■ WHAT TO PRODUCE
In the copy, keep every record exact and leave out all images.

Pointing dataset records
======

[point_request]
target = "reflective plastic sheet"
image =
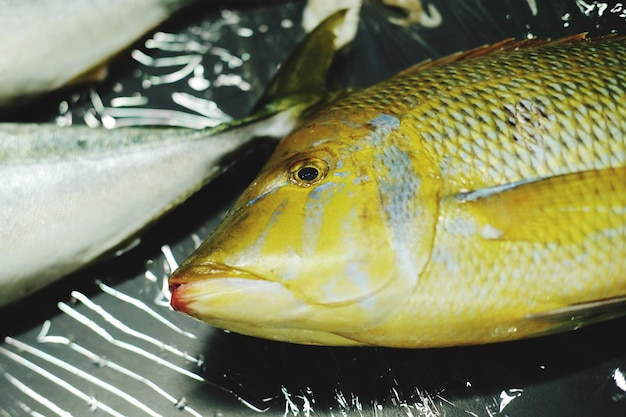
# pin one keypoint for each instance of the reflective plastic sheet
(104, 341)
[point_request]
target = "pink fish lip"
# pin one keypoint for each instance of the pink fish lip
(186, 276)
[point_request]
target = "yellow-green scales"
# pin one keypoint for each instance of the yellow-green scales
(473, 199)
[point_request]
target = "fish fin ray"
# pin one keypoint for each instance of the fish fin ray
(305, 72)
(544, 210)
(581, 314)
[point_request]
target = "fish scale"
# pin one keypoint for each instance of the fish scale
(490, 207)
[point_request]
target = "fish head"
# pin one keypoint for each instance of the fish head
(314, 250)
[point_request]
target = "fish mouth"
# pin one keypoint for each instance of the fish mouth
(243, 302)
(190, 283)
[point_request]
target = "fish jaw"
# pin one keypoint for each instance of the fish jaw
(245, 303)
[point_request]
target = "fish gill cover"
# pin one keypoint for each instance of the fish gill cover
(104, 341)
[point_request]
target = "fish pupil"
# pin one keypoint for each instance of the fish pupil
(308, 173)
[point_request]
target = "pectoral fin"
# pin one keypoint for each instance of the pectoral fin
(560, 209)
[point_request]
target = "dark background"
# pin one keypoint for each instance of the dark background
(579, 373)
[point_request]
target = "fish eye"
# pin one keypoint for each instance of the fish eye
(308, 172)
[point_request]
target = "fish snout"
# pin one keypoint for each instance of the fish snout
(192, 284)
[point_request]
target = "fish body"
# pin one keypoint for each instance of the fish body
(47, 44)
(68, 195)
(479, 198)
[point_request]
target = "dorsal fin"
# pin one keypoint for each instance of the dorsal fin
(508, 44)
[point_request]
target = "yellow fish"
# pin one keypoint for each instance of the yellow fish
(478, 198)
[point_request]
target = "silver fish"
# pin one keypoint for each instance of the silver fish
(69, 195)
(47, 44)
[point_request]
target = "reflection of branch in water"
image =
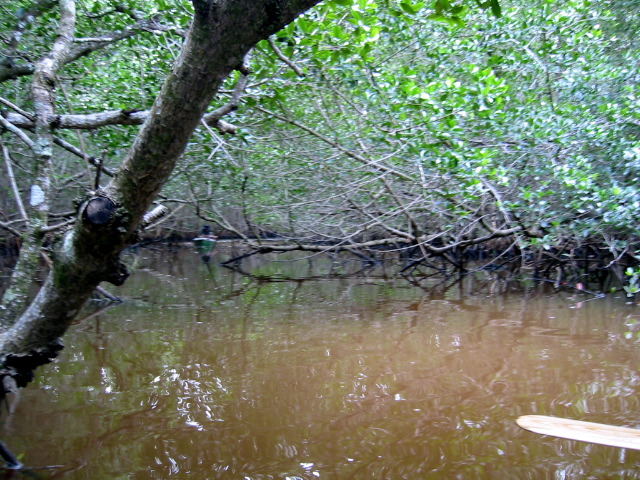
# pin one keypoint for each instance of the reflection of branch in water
(285, 278)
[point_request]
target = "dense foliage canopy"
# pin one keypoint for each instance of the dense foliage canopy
(429, 128)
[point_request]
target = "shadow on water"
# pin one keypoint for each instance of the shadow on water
(205, 372)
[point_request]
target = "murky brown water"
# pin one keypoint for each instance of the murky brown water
(206, 374)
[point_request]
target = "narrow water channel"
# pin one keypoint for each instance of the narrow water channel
(205, 373)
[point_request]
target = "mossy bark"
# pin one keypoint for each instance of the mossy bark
(222, 33)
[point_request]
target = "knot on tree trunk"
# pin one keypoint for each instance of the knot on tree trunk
(99, 210)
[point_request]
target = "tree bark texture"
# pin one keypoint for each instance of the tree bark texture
(222, 33)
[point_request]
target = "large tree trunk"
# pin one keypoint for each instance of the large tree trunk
(222, 33)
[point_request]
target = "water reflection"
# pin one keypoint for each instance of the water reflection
(206, 373)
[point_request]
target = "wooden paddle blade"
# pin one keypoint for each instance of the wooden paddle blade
(583, 431)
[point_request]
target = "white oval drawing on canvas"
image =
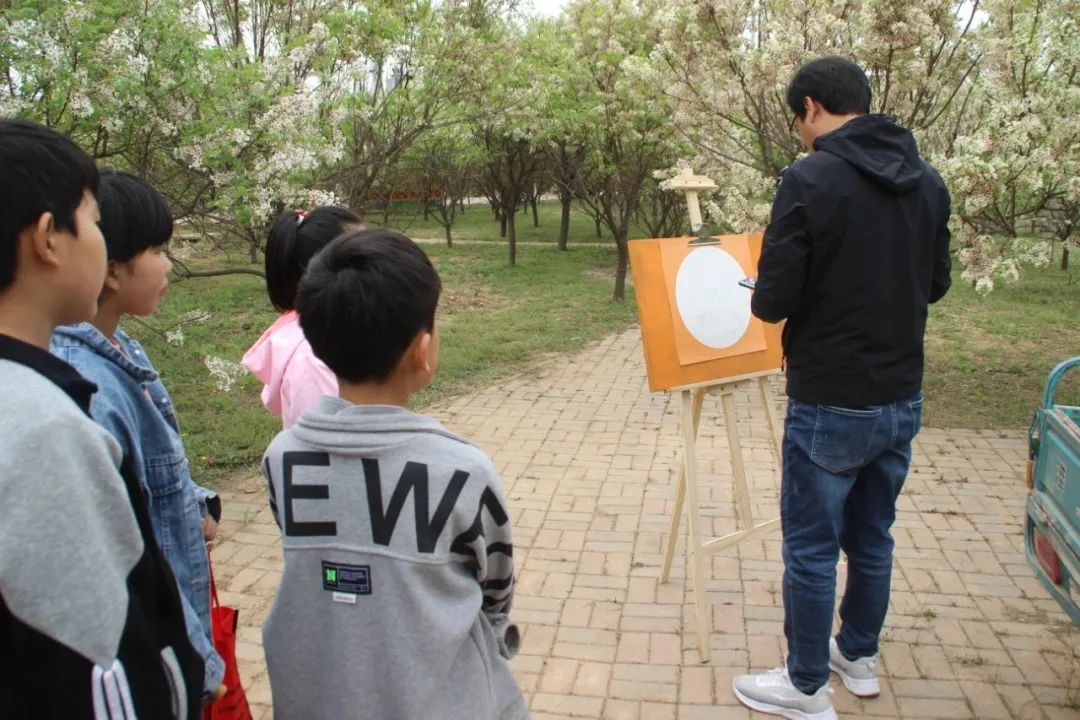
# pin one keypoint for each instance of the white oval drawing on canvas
(711, 302)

======

■ REPLY
[point_request]
target = "reflective plastic sheet"
image =
# pin one keypoint for each instance of the reflective plastic sheet
(104, 341)
[point_request]
target = "pink fish lip"
# pin one keypoint for each instance of the pink fish lip
(186, 276)
[point_request]
target = "yellow-green scales"
# pin one keypoint for each instance of the yellow-green scales
(473, 199)
[point_request]
target = "fish fin ray"
# pin one keypoint for each instance of the fish fin ray
(305, 72)
(544, 210)
(581, 314)
[point_request]
target = "fish scale"
# pin one keypoint for each instance of the fish scale
(490, 207)
[point_request]
target = "fish head"
# pin one keypoint for each instance of the fish head
(314, 250)
[point_request]
target = "fish mouth"
# pin one keypoint for each instance of the fish mouth
(243, 302)
(190, 283)
[point_request]
target = "fish jaw"
# pin one keypoint for each instance of the fish jaw
(245, 303)
[point_request]
target = "fish gill cover"
# pin one keypoint for each instance of the fish gill cover
(104, 341)
[point_request]
target = "fish pupil"
# pin one keypoint for each instance of the fish pupil
(308, 173)
[point_request]
target = "pectoral fin"
# pin one keypoint for each instance of the pectoral fin
(560, 209)
[point_request]
target = "dark background"
# pin one keypoint for each instance of the dark background
(579, 373)
[point_request]
target = "fish eye"
# pin one keypoint for each instance of the fish eye
(308, 172)
[point_request]
target = "fish snout"
# pin one keypoint for each instance of the fish snout
(192, 284)
[point_request]
target = "fish body"
# pin one keypoint for each instance of the fish body
(47, 44)
(68, 195)
(479, 198)
[point_request]
target = "dorsal fin"
# pin one keypoint for each instance of the dorsal fin
(508, 44)
[point_request]
target = "yellow fish"
# pin one keypoint for each instance of the yellow fish
(478, 198)
[point_request]
target = "silver fish"
# pin one keypoint for each instance of the silver fish
(69, 195)
(47, 44)
[point_request]
target = "reflection of branch in water"
image =
# pin one keypoint for each instance of the reflection of branch in water
(285, 278)
[point_request]
target = "dense foliage canopy"
# pin one keypoint for each instance of the dense foliage canopy
(429, 128)
[point_request]
target = "shadow on water"
# pin one keypoint for each instance of the shadow on water
(205, 372)
[point_request]
target = "murky brown water"
# pin one keypoint for each instance of the murky brown water
(206, 374)
[point_request]
target = "narrow water channel"
# pin one keypoint for each instance of the narrow water channel
(205, 373)
[point_request]
target = "mossy bark"
# pin one keypoint for each instance of the mossy bark
(222, 33)
[point_request]
target = "knot on tree trunk"
# pin one keypoint for each instance of the knot on tree trunk
(99, 210)
[point_request]
target = "tree bark texture"
# pin one keypoint for each instance of the tree bark texture
(222, 33)
[point_request]
target = "large tree trunk"
# pin one keypoint for each instance of the large tree trunk
(222, 33)
[point_request]
target = "water reflection"
# pin one keypoint for each instance of the water reflection
(206, 373)
[point_request]
target = "wooden paddle blade"
# pin one keypoint for each instance of the wooden paddle blade
(583, 431)
[point_request]
target = "white oval drawing on canvas"
image =
# pin one keypoint for each instance of the white oval drawing on canvas
(711, 302)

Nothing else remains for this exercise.